→ **TEXT SEGMENT**:
■ ■ ■ ■ ■ ■ ■

Less than one month later on 15 December in Al Khobar, a small IED in a juice carton left on the vehicle (in the parking lot of the Souks Supermarket – now Panda) of British national David Brown exploded as he attempted to remove it. Brown survived but lost his sight and part of his right hand.

===2001===
On 10 January, a small bomb exploded outside the Euromarche supermarket in Riyadh. There were no casualties.

A bomb placed in a waste bin outside the Jarir bookstore on Oleya Road in central Riyadh on 15 March injured British national Ron Jones. Jones, American Charles Bayar, and Canadian David Soni, all employees of Saudi Basic Industries Corporation (SABIC), were taken from hospital and arrested by Saudi authorities. During detention, Jones was subjected to torture to extract a 'confession' before being released without charge after 67 days. Soni was treated similarly, and released along with Jones. Unable to work due to their harsh treatment in detention, Jones and Soni left Saudi Arabia soon thereafter. Bayar was held in solitary confinement, was closely interrogated but not tortured, did not sign any confession, and was released after 11 days without charge after the U.S. State Department (through the behind-the-scenes efforts of Bayar's wife Julia, a former Washington DC lobbyist, which secured the intercession of Bayar's local U.S. congressman and U.S. Senator Jack Reed (D-RI), a West Point classmate of Bayar's) issued a formal demarche to the Saudi Government demanding consular access to Bayar. He returned to work at SABIC but left Saudi Arabia without authorization in January 2002 to resume his law practice in New York.

■ ■ ■ ■ ■ ■ ■

→ **AVAILABLE DATA**:
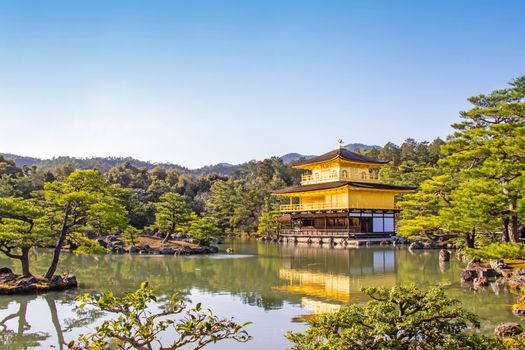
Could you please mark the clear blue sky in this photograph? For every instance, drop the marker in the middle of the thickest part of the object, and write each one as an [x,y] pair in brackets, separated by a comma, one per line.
[201,82]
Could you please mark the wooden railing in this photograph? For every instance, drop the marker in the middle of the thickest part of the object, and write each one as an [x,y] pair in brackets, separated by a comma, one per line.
[329,232]
[313,206]
[328,177]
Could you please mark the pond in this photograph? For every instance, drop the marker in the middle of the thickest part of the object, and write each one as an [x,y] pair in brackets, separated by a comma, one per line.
[275,286]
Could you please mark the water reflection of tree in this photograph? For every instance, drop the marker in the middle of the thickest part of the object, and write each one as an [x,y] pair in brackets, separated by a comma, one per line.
[19,338]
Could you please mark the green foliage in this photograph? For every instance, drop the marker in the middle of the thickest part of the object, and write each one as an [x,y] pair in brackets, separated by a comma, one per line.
[477,187]
[21,228]
[203,229]
[501,250]
[237,203]
[404,317]
[136,327]
[172,213]
[131,234]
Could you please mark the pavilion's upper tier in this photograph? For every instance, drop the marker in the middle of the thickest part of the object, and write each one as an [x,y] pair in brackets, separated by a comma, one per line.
[339,165]
[341,154]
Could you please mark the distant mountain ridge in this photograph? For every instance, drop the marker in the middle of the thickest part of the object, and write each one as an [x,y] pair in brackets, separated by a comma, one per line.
[354,147]
[105,163]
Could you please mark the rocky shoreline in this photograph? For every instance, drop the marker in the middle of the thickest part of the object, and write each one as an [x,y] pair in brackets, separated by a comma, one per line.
[147,245]
[11,283]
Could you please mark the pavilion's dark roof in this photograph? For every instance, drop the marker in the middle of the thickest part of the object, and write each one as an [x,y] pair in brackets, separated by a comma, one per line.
[313,187]
[342,153]
[337,184]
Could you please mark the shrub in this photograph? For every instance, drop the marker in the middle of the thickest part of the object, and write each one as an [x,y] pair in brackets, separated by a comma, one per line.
[138,328]
[403,317]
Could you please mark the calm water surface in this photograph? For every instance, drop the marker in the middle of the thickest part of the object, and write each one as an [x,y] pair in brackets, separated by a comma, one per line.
[274,286]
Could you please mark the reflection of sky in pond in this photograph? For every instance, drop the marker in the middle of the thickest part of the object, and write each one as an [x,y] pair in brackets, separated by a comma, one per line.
[274,286]
[223,256]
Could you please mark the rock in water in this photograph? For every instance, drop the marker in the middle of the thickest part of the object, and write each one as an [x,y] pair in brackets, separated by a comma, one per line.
[467,275]
[480,282]
[5,270]
[167,250]
[415,245]
[508,329]
[444,255]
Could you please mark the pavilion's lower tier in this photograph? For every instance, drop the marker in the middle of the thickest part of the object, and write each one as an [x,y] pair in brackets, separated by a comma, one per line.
[350,223]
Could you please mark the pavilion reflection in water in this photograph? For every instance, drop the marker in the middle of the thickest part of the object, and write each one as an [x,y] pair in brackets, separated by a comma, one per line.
[322,292]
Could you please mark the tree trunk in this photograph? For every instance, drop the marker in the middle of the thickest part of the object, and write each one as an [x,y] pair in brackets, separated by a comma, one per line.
[513,222]
[505,232]
[58,248]
[24,259]
[470,238]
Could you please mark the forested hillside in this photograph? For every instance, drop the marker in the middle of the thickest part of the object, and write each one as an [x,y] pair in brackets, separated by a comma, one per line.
[470,186]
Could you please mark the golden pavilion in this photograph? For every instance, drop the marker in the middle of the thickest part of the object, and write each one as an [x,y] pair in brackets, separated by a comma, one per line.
[341,197]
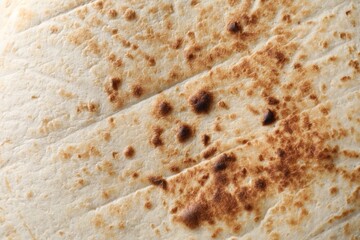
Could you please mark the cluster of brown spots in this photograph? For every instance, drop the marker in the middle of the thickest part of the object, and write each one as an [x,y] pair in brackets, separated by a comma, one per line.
[156,139]
[89,151]
[205,139]
[209,152]
[129,152]
[201,102]
[269,117]
[137,91]
[163,109]
[184,133]
[158,181]
[130,14]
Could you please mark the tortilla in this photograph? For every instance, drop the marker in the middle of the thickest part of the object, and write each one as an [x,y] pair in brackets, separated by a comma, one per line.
[86,131]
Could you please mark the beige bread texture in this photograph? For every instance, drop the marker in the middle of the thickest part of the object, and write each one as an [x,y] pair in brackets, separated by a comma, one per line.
[179,120]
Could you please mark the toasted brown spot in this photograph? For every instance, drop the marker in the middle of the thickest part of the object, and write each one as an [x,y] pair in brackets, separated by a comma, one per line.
[334,190]
[222,104]
[261,184]
[137,91]
[156,139]
[148,205]
[345,78]
[115,155]
[209,152]
[129,152]
[194,215]
[223,161]
[205,139]
[234,27]
[135,175]
[269,117]
[115,83]
[158,181]
[177,44]
[112,13]
[106,136]
[273,101]
[164,108]
[130,14]
[175,169]
[201,102]
[184,133]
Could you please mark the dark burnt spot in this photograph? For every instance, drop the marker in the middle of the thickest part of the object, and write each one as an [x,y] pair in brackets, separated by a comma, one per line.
[137,91]
[175,169]
[261,184]
[194,215]
[219,166]
[190,56]
[129,152]
[281,153]
[269,117]
[228,157]
[158,181]
[223,161]
[209,152]
[280,57]
[273,101]
[184,133]
[201,102]
[234,27]
[156,138]
[115,83]
[205,139]
[164,108]
[248,207]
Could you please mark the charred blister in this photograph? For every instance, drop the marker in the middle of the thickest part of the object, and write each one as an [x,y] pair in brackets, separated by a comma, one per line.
[201,102]
[269,117]
[184,133]
[158,181]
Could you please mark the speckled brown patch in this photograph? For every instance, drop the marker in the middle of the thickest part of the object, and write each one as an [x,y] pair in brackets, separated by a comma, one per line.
[201,102]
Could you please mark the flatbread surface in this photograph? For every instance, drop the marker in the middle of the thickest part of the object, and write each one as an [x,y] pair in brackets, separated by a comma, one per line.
[184,120]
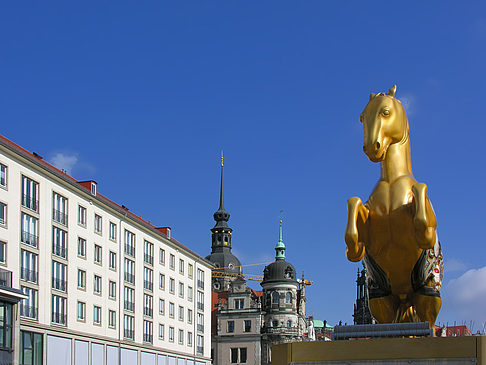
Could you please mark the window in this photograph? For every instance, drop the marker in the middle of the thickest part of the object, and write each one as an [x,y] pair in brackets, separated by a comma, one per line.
[162,281]
[129,323]
[111,319]
[98,255]
[161,306]
[148,256]
[28,265]
[3,214]
[96,315]
[148,281]
[59,242]
[129,243]
[59,209]
[162,256]
[28,307]
[129,299]
[30,194]
[59,276]
[81,279]
[3,252]
[181,289]
[238,355]
[112,231]
[97,284]
[81,311]
[112,260]
[181,337]
[147,332]
[161,331]
[112,289]
[98,224]
[239,303]
[200,279]
[81,247]
[81,215]
[171,310]
[130,271]
[3,175]
[29,230]
[59,310]
[31,348]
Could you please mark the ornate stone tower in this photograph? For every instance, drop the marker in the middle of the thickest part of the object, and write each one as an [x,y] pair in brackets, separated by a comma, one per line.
[280,303]
[226,263]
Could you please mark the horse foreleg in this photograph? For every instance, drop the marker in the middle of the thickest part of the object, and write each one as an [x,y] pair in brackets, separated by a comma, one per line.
[356,229]
[424,219]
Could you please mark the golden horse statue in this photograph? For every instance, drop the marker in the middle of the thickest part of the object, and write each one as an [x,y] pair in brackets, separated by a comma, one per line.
[394,232]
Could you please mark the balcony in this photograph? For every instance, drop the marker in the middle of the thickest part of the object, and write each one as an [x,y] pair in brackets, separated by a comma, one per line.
[59,250]
[59,217]
[130,278]
[28,275]
[148,285]
[59,284]
[31,203]
[29,239]
[149,259]
[28,311]
[59,318]
[129,306]
[5,278]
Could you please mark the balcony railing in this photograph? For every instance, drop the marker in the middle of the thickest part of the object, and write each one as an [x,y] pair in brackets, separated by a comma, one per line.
[130,278]
[28,311]
[148,285]
[59,284]
[59,216]
[29,238]
[129,306]
[129,334]
[28,275]
[5,278]
[31,203]
[59,250]
[59,318]
[130,250]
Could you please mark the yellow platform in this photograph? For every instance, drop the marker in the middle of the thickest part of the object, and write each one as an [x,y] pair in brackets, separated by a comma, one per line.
[438,350]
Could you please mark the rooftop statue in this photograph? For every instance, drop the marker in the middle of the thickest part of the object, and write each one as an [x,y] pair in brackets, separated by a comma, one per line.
[394,232]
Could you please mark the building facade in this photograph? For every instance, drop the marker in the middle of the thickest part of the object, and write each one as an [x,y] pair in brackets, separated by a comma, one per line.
[99,284]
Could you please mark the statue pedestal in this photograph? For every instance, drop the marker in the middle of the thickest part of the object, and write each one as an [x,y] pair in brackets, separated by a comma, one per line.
[436,350]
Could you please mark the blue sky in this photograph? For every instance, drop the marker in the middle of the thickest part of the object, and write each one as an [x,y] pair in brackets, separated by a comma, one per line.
[142,97]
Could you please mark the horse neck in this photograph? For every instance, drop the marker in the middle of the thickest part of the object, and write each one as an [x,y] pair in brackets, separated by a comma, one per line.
[397,161]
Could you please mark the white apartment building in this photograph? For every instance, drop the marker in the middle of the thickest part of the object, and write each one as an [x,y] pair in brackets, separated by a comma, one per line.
[100,285]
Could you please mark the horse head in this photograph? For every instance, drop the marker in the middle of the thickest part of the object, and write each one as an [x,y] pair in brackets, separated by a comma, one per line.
[384,123]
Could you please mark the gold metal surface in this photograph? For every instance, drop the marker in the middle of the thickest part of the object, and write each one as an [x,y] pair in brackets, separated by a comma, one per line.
[397,223]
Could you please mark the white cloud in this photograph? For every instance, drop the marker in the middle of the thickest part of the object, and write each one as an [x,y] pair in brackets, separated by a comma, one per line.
[466,295]
[65,161]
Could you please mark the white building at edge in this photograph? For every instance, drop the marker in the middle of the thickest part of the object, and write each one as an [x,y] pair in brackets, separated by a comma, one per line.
[97,285]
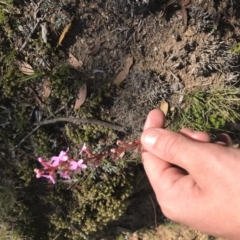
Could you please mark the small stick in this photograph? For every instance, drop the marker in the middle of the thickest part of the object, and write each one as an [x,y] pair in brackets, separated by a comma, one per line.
[30,34]
[176,78]
[155,215]
[82,120]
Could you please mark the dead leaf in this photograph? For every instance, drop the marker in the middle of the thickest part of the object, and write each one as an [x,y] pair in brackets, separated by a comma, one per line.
[75,63]
[163,107]
[184,15]
[26,68]
[44,31]
[95,48]
[81,97]
[191,31]
[46,88]
[65,30]
[185,2]
[123,74]
[183,11]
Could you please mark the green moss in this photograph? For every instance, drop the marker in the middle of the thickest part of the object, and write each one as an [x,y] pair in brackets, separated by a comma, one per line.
[235,48]
[95,202]
[208,111]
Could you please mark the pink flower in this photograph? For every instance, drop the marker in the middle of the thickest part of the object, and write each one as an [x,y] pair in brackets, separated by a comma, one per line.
[50,177]
[73,165]
[42,173]
[84,149]
[62,157]
[64,174]
[80,166]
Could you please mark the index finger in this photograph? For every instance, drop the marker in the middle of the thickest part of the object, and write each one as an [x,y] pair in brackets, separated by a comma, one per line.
[179,150]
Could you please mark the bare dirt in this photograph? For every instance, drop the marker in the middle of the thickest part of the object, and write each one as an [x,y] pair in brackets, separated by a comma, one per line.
[169,59]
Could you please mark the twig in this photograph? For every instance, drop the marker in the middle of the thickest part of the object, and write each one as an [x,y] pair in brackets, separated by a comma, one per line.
[176,78]
[155,215]
[30,34]
[82,120]
[83,235]
[34,130]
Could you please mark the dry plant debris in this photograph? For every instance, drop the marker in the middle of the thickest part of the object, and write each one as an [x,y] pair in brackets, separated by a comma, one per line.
[75,63]
[81,97]
[26,68]
[46,88]
[123,74]
[163,105]
[96,48]
[64,32]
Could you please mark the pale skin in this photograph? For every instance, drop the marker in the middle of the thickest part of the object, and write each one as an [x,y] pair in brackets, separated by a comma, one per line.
[196,182]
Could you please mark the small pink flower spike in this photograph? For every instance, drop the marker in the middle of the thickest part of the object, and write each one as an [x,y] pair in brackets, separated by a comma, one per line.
[62,157]
[50,177]
[64,175]
[84,148]
[73,165]
[81,165]
[38,173]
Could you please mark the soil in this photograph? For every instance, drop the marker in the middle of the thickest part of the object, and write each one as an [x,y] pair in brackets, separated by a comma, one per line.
[169,59]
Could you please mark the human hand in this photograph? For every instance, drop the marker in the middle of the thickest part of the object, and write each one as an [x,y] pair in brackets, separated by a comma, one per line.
[196,182]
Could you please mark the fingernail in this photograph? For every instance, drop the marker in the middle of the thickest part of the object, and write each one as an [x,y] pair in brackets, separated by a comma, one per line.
[150,137]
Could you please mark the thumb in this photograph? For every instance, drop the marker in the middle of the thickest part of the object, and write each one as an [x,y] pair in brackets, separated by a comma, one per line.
[175,148]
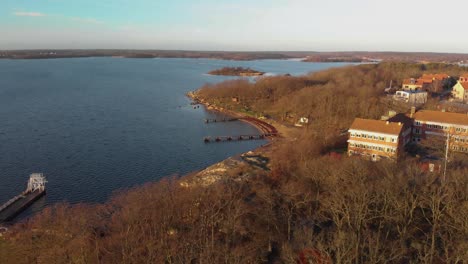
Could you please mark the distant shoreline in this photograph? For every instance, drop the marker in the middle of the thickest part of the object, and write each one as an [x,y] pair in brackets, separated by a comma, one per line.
[305,56]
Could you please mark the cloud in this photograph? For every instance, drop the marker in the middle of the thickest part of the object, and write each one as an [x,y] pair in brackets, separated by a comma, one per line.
[30,14]
[87,20]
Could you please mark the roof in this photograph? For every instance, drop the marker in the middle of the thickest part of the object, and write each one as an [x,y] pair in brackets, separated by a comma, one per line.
[464,85]
[402,118]
[442,117]
[412,82]
[437,76]
[377,126]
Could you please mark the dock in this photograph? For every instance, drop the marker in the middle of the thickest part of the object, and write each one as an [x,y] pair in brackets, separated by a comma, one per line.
[210,120]
[235,138]
[266,129]
[35,190]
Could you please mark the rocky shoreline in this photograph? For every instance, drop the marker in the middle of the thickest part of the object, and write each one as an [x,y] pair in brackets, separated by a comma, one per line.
[238,167]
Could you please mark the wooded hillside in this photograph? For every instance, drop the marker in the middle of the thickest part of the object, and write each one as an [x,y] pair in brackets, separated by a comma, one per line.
[309,206]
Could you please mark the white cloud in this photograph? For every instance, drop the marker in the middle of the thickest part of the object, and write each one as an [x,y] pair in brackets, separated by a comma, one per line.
[87,20]
[30,14]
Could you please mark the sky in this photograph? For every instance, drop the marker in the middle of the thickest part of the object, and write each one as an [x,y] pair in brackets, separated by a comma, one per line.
[241,25]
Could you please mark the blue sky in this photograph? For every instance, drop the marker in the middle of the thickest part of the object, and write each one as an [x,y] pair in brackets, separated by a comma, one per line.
[331,25]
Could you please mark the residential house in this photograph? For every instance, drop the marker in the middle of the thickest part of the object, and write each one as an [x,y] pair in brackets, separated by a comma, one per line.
[377,139]
[460,90]
[413,84]
[435,82]
[427,82]
[434,124]
[411,97]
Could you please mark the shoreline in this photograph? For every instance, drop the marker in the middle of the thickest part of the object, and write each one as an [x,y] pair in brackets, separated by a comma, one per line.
[254,160]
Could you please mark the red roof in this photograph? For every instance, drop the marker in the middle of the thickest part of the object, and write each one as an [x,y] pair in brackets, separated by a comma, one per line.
[442,117]
[464,85]
[377,126]
[436,76]
[413,82]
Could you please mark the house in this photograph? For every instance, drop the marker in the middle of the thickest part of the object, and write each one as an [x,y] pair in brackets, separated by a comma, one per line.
[435,77]
[427,82]
[430,165]
[460,90]
[413,84]
[302,121]
[463,78]
[377,139]
[435,82]
[434,124]
[411,97]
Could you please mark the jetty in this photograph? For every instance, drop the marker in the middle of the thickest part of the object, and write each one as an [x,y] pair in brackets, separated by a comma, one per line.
[35,190]
[266,129]
[212,120]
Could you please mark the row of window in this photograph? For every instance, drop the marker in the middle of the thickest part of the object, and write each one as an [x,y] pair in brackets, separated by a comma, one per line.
[432,126]
[372,137]
[364,146]
[459,148]
[460,139]
[436,127]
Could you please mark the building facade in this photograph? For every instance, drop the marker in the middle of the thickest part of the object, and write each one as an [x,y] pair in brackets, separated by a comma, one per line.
[376,139]
[411,97]
[413,85]
[441,125]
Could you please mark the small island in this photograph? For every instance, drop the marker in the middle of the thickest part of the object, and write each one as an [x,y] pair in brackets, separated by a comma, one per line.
[236,71]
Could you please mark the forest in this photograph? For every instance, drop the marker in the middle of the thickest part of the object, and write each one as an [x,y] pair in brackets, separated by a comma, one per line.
[307,207]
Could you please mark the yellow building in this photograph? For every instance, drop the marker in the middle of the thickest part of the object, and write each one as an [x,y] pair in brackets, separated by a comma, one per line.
[460,90]
[376,139]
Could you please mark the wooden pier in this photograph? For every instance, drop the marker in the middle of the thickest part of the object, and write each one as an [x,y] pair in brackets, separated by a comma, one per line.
[210,120]
[235,138]
[266,129]
[16,205]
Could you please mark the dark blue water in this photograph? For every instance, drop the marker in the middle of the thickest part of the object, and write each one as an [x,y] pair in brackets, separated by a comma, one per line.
[95,125]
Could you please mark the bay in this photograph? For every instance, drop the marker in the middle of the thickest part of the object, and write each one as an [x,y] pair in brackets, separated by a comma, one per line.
[97,125]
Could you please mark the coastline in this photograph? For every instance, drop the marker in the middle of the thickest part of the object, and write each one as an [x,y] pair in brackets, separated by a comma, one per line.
[246,164]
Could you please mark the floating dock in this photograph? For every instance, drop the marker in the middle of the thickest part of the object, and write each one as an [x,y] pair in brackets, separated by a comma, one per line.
[16,205]
[266,129]
[209,120]
[234,138]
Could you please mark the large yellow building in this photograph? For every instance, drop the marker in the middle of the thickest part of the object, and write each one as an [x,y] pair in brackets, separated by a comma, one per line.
[377,139]
[460,90]
[429,124]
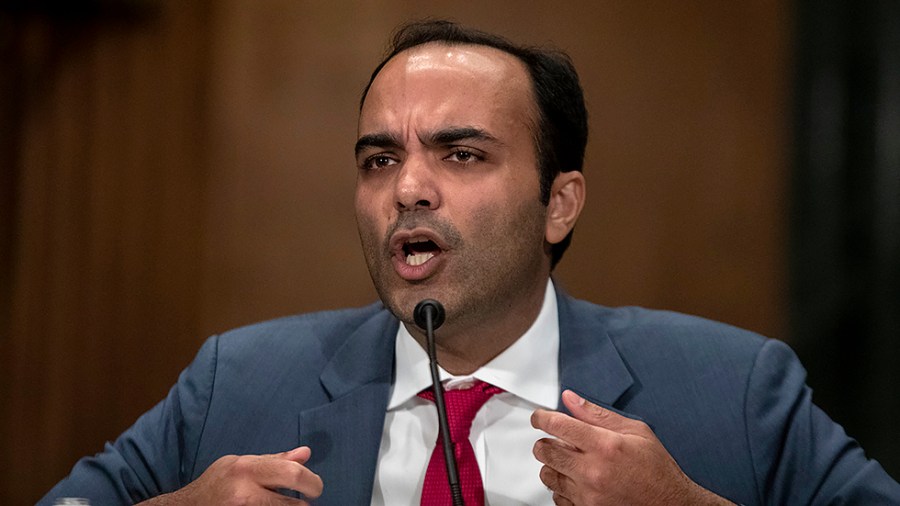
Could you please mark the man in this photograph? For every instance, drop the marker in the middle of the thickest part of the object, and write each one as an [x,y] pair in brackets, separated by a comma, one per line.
[469,156]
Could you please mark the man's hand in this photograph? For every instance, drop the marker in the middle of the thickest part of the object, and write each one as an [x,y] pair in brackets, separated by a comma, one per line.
[249,479]
[601,457]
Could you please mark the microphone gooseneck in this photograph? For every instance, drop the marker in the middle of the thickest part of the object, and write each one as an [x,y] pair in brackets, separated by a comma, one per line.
[429,315]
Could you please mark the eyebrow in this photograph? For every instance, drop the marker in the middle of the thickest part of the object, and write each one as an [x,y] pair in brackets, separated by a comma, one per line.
[456,134]
[437,138]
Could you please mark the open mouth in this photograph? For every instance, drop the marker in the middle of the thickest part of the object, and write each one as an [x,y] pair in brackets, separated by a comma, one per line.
[419,250]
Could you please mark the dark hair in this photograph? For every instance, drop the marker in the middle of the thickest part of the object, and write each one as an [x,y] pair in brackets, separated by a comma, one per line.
[561,132]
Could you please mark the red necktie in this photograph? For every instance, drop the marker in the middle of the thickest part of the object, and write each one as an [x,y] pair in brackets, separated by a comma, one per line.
[462,405]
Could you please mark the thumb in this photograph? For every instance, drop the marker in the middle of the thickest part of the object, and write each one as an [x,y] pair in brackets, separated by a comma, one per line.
[299,455]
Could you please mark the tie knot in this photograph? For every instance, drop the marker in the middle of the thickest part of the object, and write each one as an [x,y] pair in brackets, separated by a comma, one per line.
[462,406]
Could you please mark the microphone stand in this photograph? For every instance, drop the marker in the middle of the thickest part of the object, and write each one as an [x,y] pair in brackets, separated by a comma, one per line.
[429,315]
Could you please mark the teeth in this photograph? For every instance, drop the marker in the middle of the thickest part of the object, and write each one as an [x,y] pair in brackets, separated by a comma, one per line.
[418,258]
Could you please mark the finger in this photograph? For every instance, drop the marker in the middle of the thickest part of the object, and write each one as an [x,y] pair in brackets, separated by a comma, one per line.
[590,413]
[274,472]
[557,456]
[559,500]
[299,455]
[561,485]
[575,432]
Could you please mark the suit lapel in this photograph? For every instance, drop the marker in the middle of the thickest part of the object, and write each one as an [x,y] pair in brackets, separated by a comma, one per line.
[589,363]
[345,432]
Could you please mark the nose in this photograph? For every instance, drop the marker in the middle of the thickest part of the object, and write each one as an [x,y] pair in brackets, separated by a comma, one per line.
[416,186]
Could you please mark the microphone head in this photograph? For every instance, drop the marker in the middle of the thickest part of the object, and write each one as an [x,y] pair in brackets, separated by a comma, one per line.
[420,314]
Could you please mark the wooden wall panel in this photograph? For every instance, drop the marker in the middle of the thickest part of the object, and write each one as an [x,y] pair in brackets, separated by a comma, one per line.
[192,169]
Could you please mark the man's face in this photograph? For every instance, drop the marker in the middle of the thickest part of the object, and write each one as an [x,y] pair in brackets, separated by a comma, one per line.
[447,197]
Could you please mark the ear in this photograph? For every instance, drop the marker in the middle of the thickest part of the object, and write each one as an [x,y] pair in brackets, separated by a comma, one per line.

■ ■ ■ ■ ■ ■ ■

→ **TASK LIST**:
[A] Reproduce the text on the Saudi bombings word for word, from "Less than one" up to and including "were no casualties.".
[B] Resume the text on the Saudi bombings and keep writing from its last sentence.
The entries are separate from the text on the Saudi bombings.

→ **ANSWERS BY TASK**:
[A]
Less than one month later on 15 December in Al Khobar, a small IED in a juice carton left on the vehicle (in the parking lot of the Souks Supermarket – now Panda) of British national David Brown exploded as he attempted to remove it. Brown survived but lost his sight and part of his right hand.

===2001===
On 10 January, a small bomb exploded outside the Euromarche supermarket in Riyadh. There were no casualties.

[B]
On 3 May, an American doctor Gary Hatch received injuries to his face and hands after opening a parcel bomb in his office in Al Khobar.
On the eve of the U.S. strike on Afghanistan on 6 October, a pedestrian suicide bomber (who Saudi authorities claim to have been a Palestinian dentist) killed a 33-year-old American employee of Halliburton from Duncan, Oklahoma: Michael Jerrald Martin, outside the popular Metropolitan Store (Mushiri Trading) in Al Khobar. An American co-worker, Keith Maples, was also injured, as well as one Briton and two Filipinos.

15 November an acid-filled bottle was thrown at the car of a German family in Riyadh. Some of these men were sentenced to death, but were spared.

====Alleged Western involvement====
For all the attacks on Westerners in Saudi between November 2000 and May 2003 there is no public statement of any investigation or prosecution, except for the Saudi accusations against 'alcohol traders', a small group of western expatriates, mainly British, who Saudi authorities claimed were fighting a turf war over the illegal distribution of alcohol and were behind the car bombings. All of those involved in the 'alcohol trade' were arrested and detained.

The suspects were well-paid professionals with no prior record of violent crime. The Saudi Mabahith investigators of the crimes provided no forensic evidence against them, showed no interest in alcohol trading in their interrogation of suspects and in charges brought against detainees, and attacks of a very similar nature on western nationals continued despite the arrests of the alleged perpetrators. According to author Thomas Hegghammer, "today, few outside Saudi Arabia believe that alcohol traders carried out the bombings".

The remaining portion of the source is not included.